Case ID: nd_54/html/0087-01.html
Source: Caselaw Access Project
Author: {"author": "Biedzell, J.", "license": "Public Domain", "url": "https://static.case.law/"}
Date Created: 2024-08-24T03:29:51.129683

J. J. BREHER, Appellant, v. PHILIP HASE, Respondent.
    (208 N. W. 974.)
    Vendor and purchaser — contract for purchase of land on crop payment plan; lien on crop terminates with date of termination of contract.
    1. A contract between a vendor and a purchaser of land to lie paid for on the crop payment plan, which contained a stipulation subjecting the annual crops to a lien for the price and further stipulations maturing the balance of the purchase price and providing that the contract should terminate on a definite date, is construed and it is held that the contract does not provide for a lien upon a crop raised subsequent to the date of termination as fixed.
    Vendor and purchaser — evidence does not sustain allegation that there was separate contract for lion on land after termination of contract.
    2. The evidence is examined and held insufficient to show a separate contract for a lien upon a crop raised after the termination of the agreement according to its terms.
    Opinion filed May 1, 1926.
    Vendor and Purchaser, 39 Cyc. p. 1627 n. 75.

+ + +

# [SET EXERCISE 1]
In the case summary, on what date was the opinion filed?
# [SET EXERCISE 2]
Copy the part of the case summary that opens with the words containing "Case ID: nd_54/html/0087-01.html" and closes with "of termination of contract.", substituting "Appellee" for "Respondent".
# [SET EXERCISE 3]
Resume the case summary after its final line, adding the text that would come next.
Nothing in the entries below is needed.

+ + +

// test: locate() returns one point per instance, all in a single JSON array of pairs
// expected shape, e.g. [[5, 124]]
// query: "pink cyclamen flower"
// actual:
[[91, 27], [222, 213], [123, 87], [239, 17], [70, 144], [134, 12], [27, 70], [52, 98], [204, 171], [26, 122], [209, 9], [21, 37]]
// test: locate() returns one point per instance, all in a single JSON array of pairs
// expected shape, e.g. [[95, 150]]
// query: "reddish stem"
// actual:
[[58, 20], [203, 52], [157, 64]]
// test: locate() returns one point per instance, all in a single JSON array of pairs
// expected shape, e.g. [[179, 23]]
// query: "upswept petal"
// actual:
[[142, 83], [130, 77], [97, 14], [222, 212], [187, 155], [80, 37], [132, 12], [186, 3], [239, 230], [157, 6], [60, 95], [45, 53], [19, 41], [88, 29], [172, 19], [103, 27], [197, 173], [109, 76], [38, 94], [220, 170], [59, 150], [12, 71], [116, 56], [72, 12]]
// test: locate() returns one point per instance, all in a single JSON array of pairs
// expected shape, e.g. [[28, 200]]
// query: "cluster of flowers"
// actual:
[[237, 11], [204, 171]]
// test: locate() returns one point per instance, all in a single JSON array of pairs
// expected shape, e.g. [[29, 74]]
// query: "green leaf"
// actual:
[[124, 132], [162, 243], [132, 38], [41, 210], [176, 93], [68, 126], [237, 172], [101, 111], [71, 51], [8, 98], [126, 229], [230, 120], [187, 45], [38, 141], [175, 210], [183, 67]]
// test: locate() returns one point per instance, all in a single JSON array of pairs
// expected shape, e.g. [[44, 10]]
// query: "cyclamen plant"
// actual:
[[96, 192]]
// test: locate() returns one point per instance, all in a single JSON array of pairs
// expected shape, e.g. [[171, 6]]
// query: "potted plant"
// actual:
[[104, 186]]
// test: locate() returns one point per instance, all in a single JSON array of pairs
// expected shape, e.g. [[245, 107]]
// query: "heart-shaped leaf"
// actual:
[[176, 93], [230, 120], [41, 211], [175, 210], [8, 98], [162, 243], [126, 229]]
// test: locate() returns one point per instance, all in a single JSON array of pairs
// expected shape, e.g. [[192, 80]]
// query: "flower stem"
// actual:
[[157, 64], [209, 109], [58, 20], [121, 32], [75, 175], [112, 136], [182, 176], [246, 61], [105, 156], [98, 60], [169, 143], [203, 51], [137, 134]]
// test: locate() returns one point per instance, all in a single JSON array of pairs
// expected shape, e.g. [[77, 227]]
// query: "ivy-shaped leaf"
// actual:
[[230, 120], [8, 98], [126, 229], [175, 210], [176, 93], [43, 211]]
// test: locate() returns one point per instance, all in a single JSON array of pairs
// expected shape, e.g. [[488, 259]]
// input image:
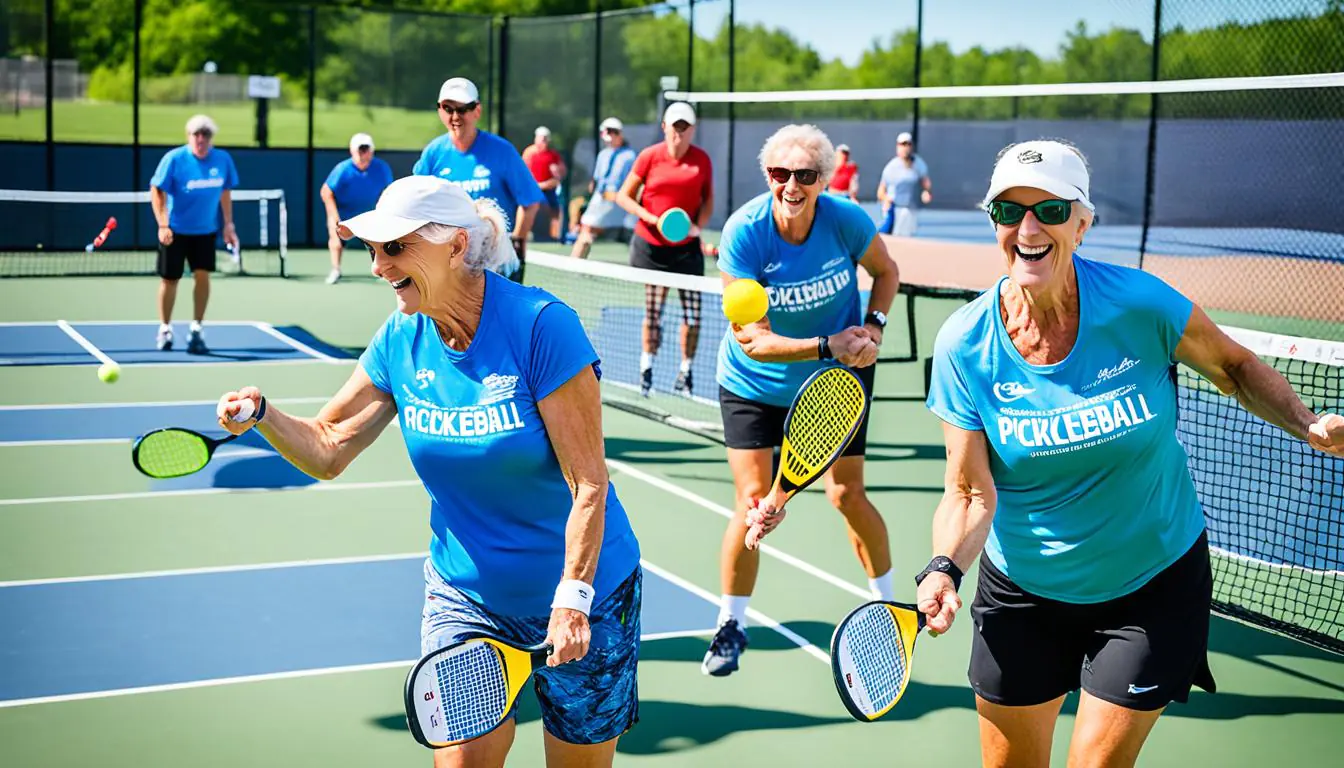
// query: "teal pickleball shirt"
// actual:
[[1093, 487]]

+ + +

# [OUTPUT 1]
May 1, 1926.

# [OUTPUT 2]
Case ID: nd_54/html/0087-01.html
Source: Caselaw Access Project
Author: {"author": "Biedzell, J.", "license": "Public Domain", "url": "https://static.case.law/"}
Date Created: 2024-08-24T03:29:51.129683

J. J. BREHER, Appellant, v. PHILIP HASE, Appellee.
    (208 N. W. 974.)
    Vendor and purchaser — contract for purchase of land on crop payment plan; lien on crop terminates with date of termination of contract.

# [OUTPUT 3]
    Appeal from tbe District Court of Sheridan County, Jansonius, J.
    Affirmed.
    
      Aloys W'artner, for appellant.
    “Where one sold to another a certain tract of land for a specified price payable in yearly instalments, the first of such instalments being-due December 1, 1910, and the last being due. December 1, 1913, and such contract contained a condition that, if default be made in any of the payments, then the whole of such purchase price and interest should become immediately due and payable; and default was made in the first payment, — the whole sum of such contract becomes’ immediately due and payable, and remained due and payable during the continuance of such default. Where such default continues, the payment due each year is not the amount specified in the contráct to be payable at a certain time each year, but the whole amount of the contract is due and payable each year.” Bentler v. Bryonjolfson, 38 N. D. 41, 165 N. W. 553.
    
      Peter A. Winter, for respondent.
    The primary rule in the construction of contracts is that the court must, if possible, ascertain and give effect to the mutual intention of the parties, so far as that may be done without contravention of legal principles. 13 C. J. 521; 150 Pac. 1094.
    Where a contract is ambiguous it will be construed most strongly against the party preparing it or employing the words concerning which doubt arises. 13 C. J. 545.
    “The purchaser of the land under a contract for deed is entitled to the crop.” Moen v. Lillestall, 5 N. D. 327, 99 Pac. 578; 39 Cyc. 1627.
   Biedzell, J.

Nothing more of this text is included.